[PASSAGE]
*** Begin section ***

Joint Loading & Musculoskeletal Analysis

Musculoskeletal computer models apply mechanical principles to a system composed of bones, muscles and ligaments in order to estimate internal loading conditions. The models use limited information available from direct measurements of movement and external forces to estimate quantities that cannot be easily measured in vivo, like joint contact and muscle forces. This significantly extends the possibilities to analyze the influence of external and internal factors on the dynamic internal loading of the anatomic structures. The obtained internal loading information can be utilized to perform further detailed analyses of the loading distribution within individual anatomical structures like bones. The models require validation against joint contact forces measured in vivo in a limited set of patients with instrumented joint implants. EMG measurements of muscle activity can be used as an additional mean of validation or as input for the models.

From a history of expertise in understanding the internal loading conditions present in the musculoskeletal structures of the human body, the Musculoskeletal Biomechanics group is able to determine how muscles and the specific anatomy of the lower limb interact to define the internal loads. Our group was the first to demonstrate that the musculoskeletal loading conditions could be predicted using computer modelling techniques and has directly validated these results against forces measured in vivo [1]. Our research has also developed an improved understanding of musculoskeletal motion at both the organ and limb levels. Specifically, we are able to measure whole body motion using motion capture systems, together with new approaches to deal with soft tissue artefacts [2], which are crucial for accurate musculoskeletal models.

*** End section ***

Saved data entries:
*** Begin section ***

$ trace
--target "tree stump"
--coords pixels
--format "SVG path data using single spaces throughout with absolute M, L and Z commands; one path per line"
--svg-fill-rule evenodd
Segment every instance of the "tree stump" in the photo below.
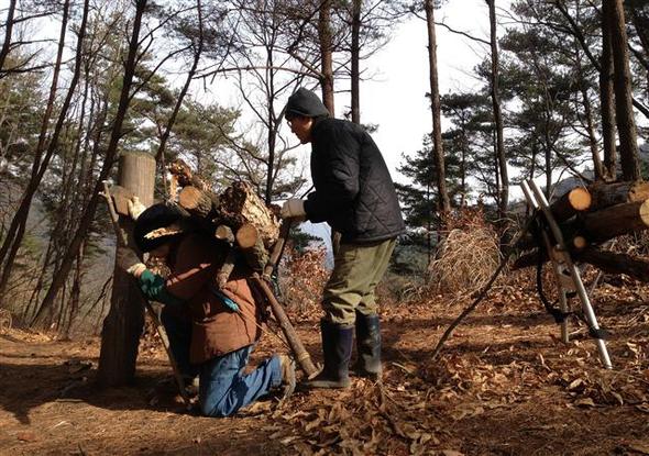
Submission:
M 135 194 L 145 205 L 153 202 L 155 159 L 148 154 L 123 154 L 120 157 L 119 185 Z M 127 247 L 118 247 L 113 271 L 110 311 L 103 320 L 101 352 L 97 381 L 103 387 L 130 383 L 135 376 L 138 345 L 144 325 L 144 307 L 138 283 L 118 264 L 122 249 L 133 248 L 133 221 L 121 216 L 120 230 L 129 240 Z

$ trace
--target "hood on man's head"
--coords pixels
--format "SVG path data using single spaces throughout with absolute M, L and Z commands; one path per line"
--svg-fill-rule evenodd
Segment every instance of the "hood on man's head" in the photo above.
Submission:
M 183 212 L 164 203 L 153 204 L 138 216 L 133 237 L 141 252 L 151 252 L 184 232 Z
M 284 115 L 287 120 L 297 116 L 318 118 L 320 115 L 329 115 L 329 111 L 316 93 L 300 87 L 288 97 L 286 113 Z

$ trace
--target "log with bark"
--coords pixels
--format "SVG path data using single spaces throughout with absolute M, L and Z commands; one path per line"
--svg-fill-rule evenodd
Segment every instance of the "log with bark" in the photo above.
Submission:
M 552 202 L 550 210 L 557 222 L 561 223 L 578 212 L 587 210 L 591 207 L 591 201 L 590 191 L 584 187 L 576 187 Z
M 558 218 L 566 248 L 573 258 L 613 274 L 626 274 L 641 281 L 649 281 L 649 262 L 626 254 L 604 252 L 597 248 L 612 238 L 649 229 L 649 185 L 646 182 L 595 183 L 579 192 L 568 192 L 551 208 Z M 579 201 L 588 208 L 580 210 Z M 574 198 L 574 196 L 579 198 Z M 558 209 L 559 208 L 559 209 Z M 574 216 L 573 216 L 574 215 Z M 535 266 L 549 259 L 544 247 L 534 240 L 537 248 L 529 251 L 529 243 L 519 245 L 522 253 L 514 263 L 514 269 Z M 540 258 L 539 258 L 540 257 Z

*** End section ***

[LIST OF TASKS]
1 - In the joint loading text, what must the models be validated against?
2 - Using the joint loading text, explain why musculoskeletal models draw on measurements of movement and external forces.
3 - Pick up the joint loading text after its final sentence and continue it.
The listing is separate material, unrelated to the joint loading text.

[EXERCISE RESPONSES]
1 - They must be validated against joint contact forces measured in vivo in a limited set of patients with instrumented joint implants.

2 - The models use this limited measured information to estimate quantities that cannot easily be measured in vivo, such as joint contact and muscle forces. This greatly extends the possibilities for analyzing how external and internal factors influence the dynamic internal loading of anatomic structures.

3 -
Our computational models also allow for quantification of dynamic loading conditions at the patello-femoral joint, which show that the patella-femoral contact force can reach levels of more than three times bodyweight during daily activities of daily living [3]. Further, we have investigated the relationship between internal loading at the knee and external knee moments, which are widely used as a proxy measure for the internal loads. Here we were able to show that this often assumed relationship is present, but also highly subject-specific [4, 5].

As part of the OVERLOAD-PrevOp network, we are currently investigating the impact of training methods on osteoarthritis progression in patients with an anterior cruciate ligament rupture. In order to determine detailed cartilage loading in those patients, we are combining our musculoskeletal computer modeling expertise with efficient finite element methods developed by our cooperation partners at the Zuse Institute Berlin (ZIB).